[Linhas do conjunto de dados]
====================
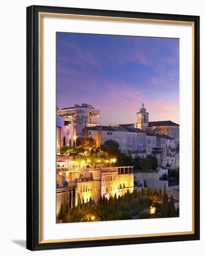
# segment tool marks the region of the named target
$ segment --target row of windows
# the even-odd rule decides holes
[[[91,135],[91,134],[89,134],[89,135]],[[107,138],[104,138],[103,141],[105,142],[107,140],[108,140]],[[115,141],[118,142],[120,142],[120,139],[119,138],[115,138]],[[122,139],[122,142],[126,142],[126,139],[124,139],[124,138]]]
[[[115,175],[106,175],[106,176],[102,176],[102,180],[103,182],[109,182],[112,180],[115,181]]]
[[[107,192],[109,191],[114,191],[115,189],[115,186],[110,186],[110,187],[102,187],[102,193]]]
[[[112,135],[112,134],[113,134],[112,132],[108,132],[107,133],[108,135]],[[115,132],[115,134],[118,134],[118,132]],[[123,132],[122,134],[124,135],[124,134],[125,134],[125,133],[124,132]]]
[[[87,185],[85,186],[84,185],[83,185],[83,186],[81,185],[80,186],[80,192],[81,193],[83,192],[87,192],[87,191],[92,191],[92,188],[91,187],[88,187]]]
[[[150,140],[150,139],[147,139],[147,144],[153,144],[153,145],[154,145],[155,144],[155,140]]]

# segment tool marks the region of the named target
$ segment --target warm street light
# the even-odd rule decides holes
[[[112,159],[111,159],[110,160],[110,167],[112,165],[112,162],[116,162],[116,159],[115,158],[113,158]]]

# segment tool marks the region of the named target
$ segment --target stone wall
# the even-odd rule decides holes
[[[65,177],[63,175],[60,175],[58,173],[56,174],[56,185],[64,186],[65,182]]]
[[[138,185],[141,183],[144,186],[144,182],[146,181],[147,185],[149,188],[152,187],[154,189],[159,190],[161,189],[164,191],[164,186],[166,189],[168,188],[167,181],[160,181],[159,174],[157,173],[137,173],[135,174],[135,181],[138,182]]]
[[[56,216],[58,216],[60,214],[61,204],[64,205],[65,198],[66,189],[64,188],[62,189],[58,189],[56,193]],[[70,191],[68,189],[68,195],[69,196]],[[71,196],[72,198],[73,191],[71,191]],[[76,205],[77,204],[77,189],[76,189]]]

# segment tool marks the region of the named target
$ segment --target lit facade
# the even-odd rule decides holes
[[[58,109],[57,115],[72,120],[76,136],[82,138],[84,127],[95,126],[98,124],[100,110],[90,105],[83,103],[82,105],[76,104],[74,107]]]
[[[83,201],[89,202],[90,198],[97,203],[101,197],[108,199],[110,196],[117,197],[128,191],[134,190],[133,167],[108,167],[95,168],[86,168],[74,163],[72,158],[67,157],[57,159],[57,216],[60,206],[64,203],[67,189],[76,189],[76,204]],[[62,181],[64,184],[59,184]],[[65,183],[67,182],[67,183]]]

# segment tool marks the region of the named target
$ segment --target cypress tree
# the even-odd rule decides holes
[[[92,203],[92,198],[90,196],[89,200],[89,210],[91,211],[93,209],[93,205]]]
[[[64,217],[64,205],[62,203],[60,205],[60,211],[59,218],[61,220]]]
[[[76,208],[76,188],[73,186],[73,210],[75,210]]]
[[[65,191],[65,211],[66,213],[68,213],[68,209],[69,207],[69,201],[68,201],[68,191],[67,188],[66,188],[66,190]]]
[[[175,207],[174,206],[174,201],[173,197],[172,196],[170,198],[170,202],[169,203],[169,217],[175,217],[176,216]]]
[[[114,206],[117,206],[117,195],[116,195],[116,193],[115,193],[115,196],[114,196]]]
[[[165,185],[164,189],[164,195],[163,196],[163,202],[161,209],[161,217],[167,218],[169,216],[169,203],[168,202],[168,196],[166,192]]]
[[[69,192],[69,207],[71,209],[72,206],[72,191],[71,189],[70,189]]]
[[[85,213],[85,202],[84,202],[84,199],[83,199],[83,202],[82,205],[82,208],[81,208],[81,211],[83,214]]]

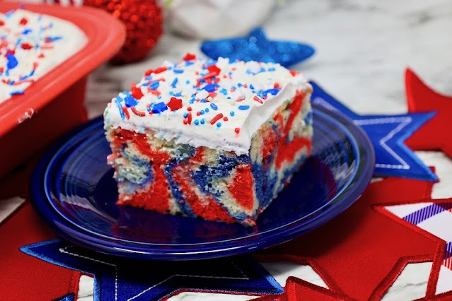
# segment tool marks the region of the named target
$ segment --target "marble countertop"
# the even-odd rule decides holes
[[[448,0],[290,1],[278,6],[262,24],[271,39],[308,42],[315,55],[292,69],[320,83],[352,110],[362,114],[407,111],[404,73],[410,66],[435,90],[452,95],[452,5]],[[86,105],[90,117],[102,113],[118,92],[138,81],[146,70],[163,60],[178,60],[187,52],[199,53],[200,40],[166,30],[151,55],[139,64],[103,66],[90,77]],[[436,167],[441,182],[433,197],[452,196],[452,163],[441,153],[418,152]],[[284,285],[289,276],[325,286],[309,266],[289,262],[265,264]],[[431,263],[405,268],[386,300],[424,295]],[[92,299],[93,279],[83,276],[79,300]],[[171,300],[249,300],[250,296],[182,293]]]

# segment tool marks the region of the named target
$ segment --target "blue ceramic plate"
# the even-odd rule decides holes
[[[32,179],[36,211],[58,234],[112,255],[199,259],[288,241],[330,220],[356,201],[373,170],[372,146],[347,117],[314,107],[313,155],[260,215],[254,228],[118,206],[102,117],[62,138]]]

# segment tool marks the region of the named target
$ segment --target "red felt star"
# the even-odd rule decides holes
[[[398,178],[373,183],[333,220],[257,256],[309,264],[335,294],[379,299],[406,264],[433,261],[444,242],[381,214],[381,206],[429,198],[432,185]]]
[[[436,111],[436,115],[416,131],[405,143],[416,150],[441,150],[452,158],[452,97],[441,95],[407,69],[405,88],[410,113]]]
[[[260,297],[259,301],[334,301],[349,300],[350,297],[342,293],[322,288],[296,277],[289,277],[286,281],[284,293],[282,295],[272,295]]]
[[[0,299],[54,300],[77,293],[80,272],[50,264],[19,247],[56,235],[41,222],[30,203],[0,224]]]

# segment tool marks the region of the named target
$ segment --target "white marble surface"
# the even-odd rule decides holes
[[[263,27],[272,39],[313,45],[316,54],[293,69],[318,82],[357,112],[406,112],[403,76],[407,66],[434,89],[452,95],[452,5],[448,0],[286,1],[276,8]],[[179,59],[186,52],[199,53],[199,43],[166,33],[145,61],[100,68],[89,78],[86,103],[90,116],[100,114],[110,98],[129,88],[148,69],[164,59]],[[427,164],[436,167],[441,181],[435,184],[432,196],[452,196],[452,162],[441,153],[418,153]],[[325,286],[310,267],[288,262],[265,266],[283,286],[289,276]],[[385,300],[423,297],[431,266],[430,263],[408,265]],[[92,282],[81,285],[83,296],[89,285]],[[182,293],[170,300],[250,298]]]
[[[406,112],[403,74],[410,66],[431,87],[452,95],[452,5],[449,0],[291,1],[275,8],[263,24],[270,38],[308,42],[317,49],[308,61],[294,69],[314,79],[359,113]],[[97,116],[118,92],[128,89],[144,72],[163,60],[199,53],[200,41],[166,33],[147,59],[124,66],[103,66],[90,77],[86,105]],[[452,196],[452,163],[444,154],[419,152],[435,165],[441,181],[434,198]],[[413,300],[424,295],[429,263],[410,264],[385,300]],[[306,266],[265,264],[284,285],[289,276],[325,285]],[[79,300],[92,300],[93,281],[81,278]],[[182,293],[171,300],[248,300],[250,296]]]

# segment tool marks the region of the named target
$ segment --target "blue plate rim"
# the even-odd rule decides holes
[[[54,143],[39,160],[33,172],[30,181],[30,190],[32,204],[41,218],[60,236],[75,244],[112,255],[161,260],[199,259],[235,255],[283,243],[321,225],[350,206],[358,199],[370,182],[375,165],[375,155],[372,145],[359,126],[355,125],[352,119],[341,113],[329,111],[315,105],[313,105],[313,108],[315,113],[326,115],[348,131],[347,134],[349,135],[347,136],[352,138],[350,141],[358,150],[357,155],[359,158],[357,160],[359,163],[354,170],[353,177],[348,180],[342,189],[332,199],[332,200],[340,198],[334,201],[334,206],[330,206],[329,208],[323,211],[325,206],[331,203],[332,201],[330,201],[304,217],[303,220],[308,218],[307,223],[310,225],[308,228],[305,225],[306,223],[300,223],[300,220],[295,220],[288,224],[267,230],[263,232],[258,232],[236,239],[204,244],[175,245],[141,243],[114,239],[114,237],[90,232],[80,226],[74,227],[74,224],[55,210],[52,202],[49,201],[48,196],[46,195],[45,192],[44,178],[48,171],[47,168],[50,162],[54,158],[55,155],[62,147],[71,138],[75,138],[77,134],[82,130],[87,130],[96,125],[102,117],[88,122],[64,136]],[[354,183],[352,187],[350,187],[350,182],[353,181]],[[319,213],[318,216],[313,220],[310,220],[308,216],[313,216],[315,213]],[[257,242],[255,242],[256,240]],[[122,247],[119,247],[120,242],[127,242],[122,245]],[[161,249],[161,247],[169,247],[170,249]],[[192,249],[190,247],[196,249]]]

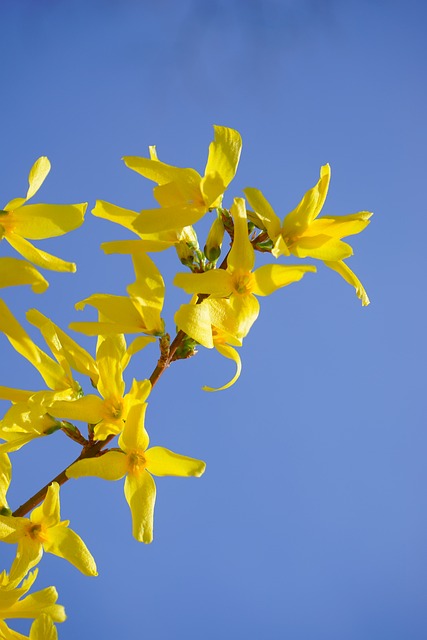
====================
O que se pede
Extraia dos itens todas as linhas que contêm a palavra "plate", levando em conta maiúsculas e minúsculas.

Resposta do exercício
$ segment --target "blue ceramic plate"
$ segment --target "blue plate rim"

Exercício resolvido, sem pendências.